DATASET ENTRIES start
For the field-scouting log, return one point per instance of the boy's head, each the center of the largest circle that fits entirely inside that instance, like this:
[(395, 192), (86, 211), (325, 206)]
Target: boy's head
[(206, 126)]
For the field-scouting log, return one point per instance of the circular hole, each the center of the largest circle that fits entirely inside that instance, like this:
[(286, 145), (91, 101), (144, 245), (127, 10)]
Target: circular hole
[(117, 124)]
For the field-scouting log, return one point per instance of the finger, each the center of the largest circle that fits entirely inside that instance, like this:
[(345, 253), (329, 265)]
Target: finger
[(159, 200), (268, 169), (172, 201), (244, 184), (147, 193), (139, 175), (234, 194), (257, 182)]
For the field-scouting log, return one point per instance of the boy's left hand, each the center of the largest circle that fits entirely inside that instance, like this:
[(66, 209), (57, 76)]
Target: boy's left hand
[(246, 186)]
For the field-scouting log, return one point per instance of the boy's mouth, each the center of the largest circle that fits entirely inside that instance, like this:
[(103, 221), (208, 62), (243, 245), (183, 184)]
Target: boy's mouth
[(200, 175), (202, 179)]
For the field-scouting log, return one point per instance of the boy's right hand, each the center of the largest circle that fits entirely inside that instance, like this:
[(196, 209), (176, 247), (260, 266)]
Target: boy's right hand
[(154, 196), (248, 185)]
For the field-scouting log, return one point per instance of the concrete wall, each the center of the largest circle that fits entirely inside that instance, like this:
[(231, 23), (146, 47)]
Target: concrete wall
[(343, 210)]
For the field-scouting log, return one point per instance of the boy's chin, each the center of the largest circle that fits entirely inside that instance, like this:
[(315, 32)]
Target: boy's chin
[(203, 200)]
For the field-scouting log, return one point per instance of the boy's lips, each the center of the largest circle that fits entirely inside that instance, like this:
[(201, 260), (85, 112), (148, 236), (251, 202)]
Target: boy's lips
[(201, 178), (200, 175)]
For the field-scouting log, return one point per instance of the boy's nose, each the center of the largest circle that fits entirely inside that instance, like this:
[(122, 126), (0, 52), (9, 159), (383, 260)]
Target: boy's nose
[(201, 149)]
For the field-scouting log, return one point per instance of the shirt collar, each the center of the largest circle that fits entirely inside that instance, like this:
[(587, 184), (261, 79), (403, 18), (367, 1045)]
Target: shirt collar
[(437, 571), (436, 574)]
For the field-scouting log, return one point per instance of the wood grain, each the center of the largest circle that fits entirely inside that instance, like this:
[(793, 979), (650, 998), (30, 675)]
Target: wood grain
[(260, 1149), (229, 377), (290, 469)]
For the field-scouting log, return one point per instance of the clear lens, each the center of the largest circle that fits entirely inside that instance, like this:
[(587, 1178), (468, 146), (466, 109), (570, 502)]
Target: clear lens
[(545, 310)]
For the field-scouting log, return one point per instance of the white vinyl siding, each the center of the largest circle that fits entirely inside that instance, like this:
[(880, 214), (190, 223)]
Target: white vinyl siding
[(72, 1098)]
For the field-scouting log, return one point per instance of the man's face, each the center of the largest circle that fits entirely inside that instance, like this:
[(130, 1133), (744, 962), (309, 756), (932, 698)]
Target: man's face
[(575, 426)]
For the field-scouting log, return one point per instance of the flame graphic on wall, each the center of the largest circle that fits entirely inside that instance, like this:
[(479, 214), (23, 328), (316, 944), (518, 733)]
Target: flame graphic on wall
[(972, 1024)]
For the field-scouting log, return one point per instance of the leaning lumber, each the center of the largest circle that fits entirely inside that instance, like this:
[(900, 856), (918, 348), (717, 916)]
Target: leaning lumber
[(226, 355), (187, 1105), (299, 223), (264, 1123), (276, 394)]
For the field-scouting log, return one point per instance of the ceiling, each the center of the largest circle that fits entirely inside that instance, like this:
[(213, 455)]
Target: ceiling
DATASET ENTRIES end
→ **DESCRIPTION OF THE TASK**:
Please update all the rows above by changing "field-scouting log" to "site survey log" and leaving everything else as it is.

→ **ANSWER**:
For the site survey log, return one point per instance of the boy's head, each the center of the largest circle that fits entirely inside that instance, like this:
[(395, 192), (86, 211), (325, 206)]
Target: boy's head
[(206, 126)]
For the site survey log, return one point per instance of the circular hole, each the center of the largest circle that fits entirely inside that instance, like this:
[(286, 145), (91, 101), (144, 245), (127, 10)]
Target: circular hole
[(117, 124)]
For the site survey log, return one point per instance of the finger, each the center of the largest circle that fits entirely inside that instance, like this:
[(345, 253), (329, 265)]
Target: finger
[(159, 200), (268, 169), (172, 201), (244, 184), (147, 193), (139, 175), (234, 194), (257, 182)]
For the site survey log, return one point per instance of the boy's left hand, each the center of the largest circle that fits entirely inside that instance, like this:
[(66, 209), (57, 76)]
Target: boy's left hand
[(246, 186)]
For the site survey log, return one point per instance of the boy's mouth, each the center of the largest circle that fits entirely inside that instance, like this:
[(103, 221), (208, 62), (243, 245), (183, 184)]
Target: boy's mouth
[(200, 175), (202, 179)]
For the site survey log, return one point per instance of the boy's right hand, each the center of the largest circle that fits entirely inside that instance, like this:
[(196, 209), (176, 247), (260, 266)]
Target: boy's right hand
[(154, 196), (248, 185)]
For the site survey log, return one point per instance of the concrete wall, each the center of the largest circle that fits entirely inside that instance, like this:
[(231, 23), (146, 47)]
Target: concrete wall
[(343, 210)]
For the site survey log, return one point per instance of the boy's chin, each the center of the largest circle that fits entirely inside that instance, like this:
[(315, 32)]
Target: boy's chin
[(203, 200)]
For the site survey log, return one point per instance of the boy's lips, each the center of the largest circle that fits entirely inside that instance, like this:
[(201, 260), (85, 112), (148, 236), (251, 202)]
Target: boy's lips
[(201, 178), (200, 175)]
For the site survey log, return one point per instance of the boy's nose, each the center of the largest circle that fits entirely inside that instance, like this:
[(122, 126), (0, 52), (9, 159), (383, 260)]
Target: boy's nose
[(201, 149)]
For the site survey log, return one point per instance of the shirt collar, each the center of the largest circle that fits entirely inside that instance, like this:
[(587, 184), (261, 79), (403, 18), (367, 1045)]
Target: shirt collar
[(437, 571), (436, 574)]
For the site survey log, return one point per instance of the wood grain, each the center of the largest circle that fits entirely inside that instance, like this:
[(793, 979), (650, 998), (30, 675)]
Target: wood grain
[(260, 1149), (229, 377), (290, 469)]
For the site survey log, return one point per instance of the clear lens, each the center of the largest circle that fits entirely inside that instance, like this:
[(587, 1178), (468, 146), (466, 109), (570, 502)]
Target: clear lens
[(545, 310)]
For the site survey log, return one point per instance of the white vinyl siding, each the center of the largest circle that fits entirely inside that instance, like this:
[(880, 214), (190, 223)]
Target: white vinyl siding
[(72, 1098)]
For the site survey log, return one point per instance of the man's face, each the center of the largest circle that fits entirely inside that instance, like this:
[(130, 1133), (744, 962), (309, 756), (932, 698)]
Target: man's face
[(575, 426)]
For the site survey log, return one point per instance of the flame graphic on wall, each the center of the largest circle that fits entirely inside that instance, like this:
[(479, 214), (23, 328), (316, 944), (518, 733)]
Target: flame graphic on wall
[(972, 1024)]
For the site survey log, return one point per instance of the leaning lumber, each the center of the largest circle that fits entirely inside that instance, like this:
[(900, 856), (918, 348), (717, 916)]
Target: leaning lumber
[(226, 355), (187, 1105), (299, 223), (264, 1123), (276, 394)]
For the site survey log, return one point per instance of the ceiling, each the center of the largest circle that fits entirely inside that instance, like this:
[(213, 455)]
Target: ceiling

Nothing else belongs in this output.